# Written task
Retype the data below line for line, omitting the pictures.

# Rows
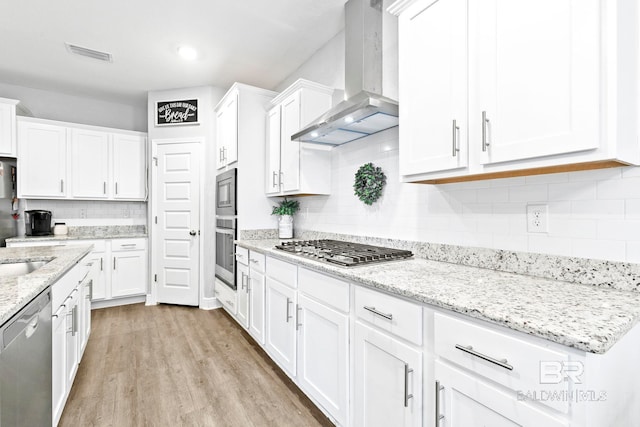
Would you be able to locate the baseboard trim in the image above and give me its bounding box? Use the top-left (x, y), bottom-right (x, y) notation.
top-left (91, 295), bottom-right (147, 310)
top-left (200, 297), bottom-right (222, 310)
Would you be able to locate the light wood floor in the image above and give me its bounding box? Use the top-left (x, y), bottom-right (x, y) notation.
top-left (60, 304), bottom-right (331, 427)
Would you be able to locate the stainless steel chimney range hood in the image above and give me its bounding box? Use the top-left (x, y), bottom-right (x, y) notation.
top-left (291, 0), bottom-right (398, 146)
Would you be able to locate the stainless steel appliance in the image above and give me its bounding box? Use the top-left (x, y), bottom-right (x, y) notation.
top-left (216, 218), bottom-right (237, 289)
top-left (216, 168), bottom-right (238, 216)
top-left (0, 160), bottom-right (18, 247)
top-left (0, 289), bottom-right (52, 426)
top-left (276, 239), bottom-right (413, 267)
top-left (215, 169), bottom-right (237, 290)
top-left (24, 210), bottom-right (51, 236)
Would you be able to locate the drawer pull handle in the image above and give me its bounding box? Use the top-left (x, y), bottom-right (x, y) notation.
top-left (404, 363), bottom-right (413, 408)
top-left (456, 344), bottom-right (513, 371)
top-left (364, 305), bottom-right (393, 320)
top-left (435, 381), bottom-right (444, 427)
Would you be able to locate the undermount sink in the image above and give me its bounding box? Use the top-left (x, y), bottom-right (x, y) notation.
top-left (0, 261), bottom-right (49, 277)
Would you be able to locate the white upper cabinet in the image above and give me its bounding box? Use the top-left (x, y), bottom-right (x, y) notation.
top-left (389, 0), bottom-right (640, 183)
top-left (18, 117), bottom-right (147, 200)
top-left (216, 89), bottom-right (238, 169)
top-left (400, 0), bottom-right (469, 175)
top-left (111, 134), bottom-right (147, 200)
top-left (0, 98), bottom-right (19, 157)
top-left (71, 129), bottom-right (109, 199)
top-left (18, 120), bottom-right (69, 199)
top-left (266, 79), bottom-right (333, 196)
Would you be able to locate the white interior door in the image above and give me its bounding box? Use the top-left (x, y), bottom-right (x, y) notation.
top-left (152, 143), bottom-right (200, 306)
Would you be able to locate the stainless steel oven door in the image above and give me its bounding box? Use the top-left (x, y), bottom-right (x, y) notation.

# Result
Would you be able to locate the baseboard trim in the image above and give me its bounding box? Use the top-left (x, y), bottom-right (x, y) notation.
top-left (91, 295), bottom-right (147, 310)
top-left (200, 297), bottom-right (222, 310)
Would you be able to locate the light wood floor in the image above and give me its bounding box? Use the top-left (x, y), bottom-right (x, y) notation.
top-left (60, 304), bottom-right (331, 427)
Would you be able to locate the stainless steel chimney range hood in the image above and give me its bounding box? Use the top-left (x, y), bottom-right (x, y) notation.
top-left (291, 0), bottom-right (398, 146)
Would you be able to locate the stainless steel appliance in the image above and give me its bounding box? Use the top-left (x, y), bottom-right (x, y) notation.
top-left (216, 218), bottom-right (237, 289)
top-left (216, 168), bottom-right (238, 216)
top-left (0, 160), bottom-right (18, 247)
top-left (0, 289), bottom-right (52, 426)
top-left (276, 239), bottom-right (413, 267)
top-left (215, 169), bottom-right (237, 290)
top-left (24, 210), bottom-right (51, 236)
Would you be able to locate the drawer pull handle in the image above and give me its bounding box? Use the top-left (x, y), bottom-right (x, y) notation.
top-left (404, 363), bottom-right (413, 408)
top-left (456, 344), bottom-right (513, 371)
top-left (364, 305), bottom-right (393, 320)
top-left (435, 381), bottom-right (444, 427)
Would you be able to locate the undermount sink in the image above and give me its bounding box? Use the top-left (x, y), bottom-right (x, y) notation.
top-left (0, 261), bottom-right (49, 277)
Would you be able to locate the white upper cabinet in the image above and give me its bounding box? Use the top-left (x, y), bottom-right (x, y) notation.
top-left (389, 0), bottom-right (640, 183)
top-left (18, 117), bottom-right (147, 200)
top-left (216, 89), bottom-right (238, 169)
top-left (400, 0), bottom-right (469, 175)
top-left (111, 134), bottom-right (147, 200)
top-left (0, 98), bottom-right (19, 157)
top-left (71, 129), bottom-right (109, 199)
top-left (18, 120), bottom-right (69, 199)
top-left (266, 79), bottom-right (333, 196)
Would you be able to locate the white interior door in the image above and give me its bounding box? Use the top-left (x, y), bottom-right (x, y) notation.
top-left (152, 143), bottom-right (200, 306)
Would you be able to locate the stainless steel oven door in the image above and give me its bounding box? Use the top-left (x, y), bottom-right (x, y) notation.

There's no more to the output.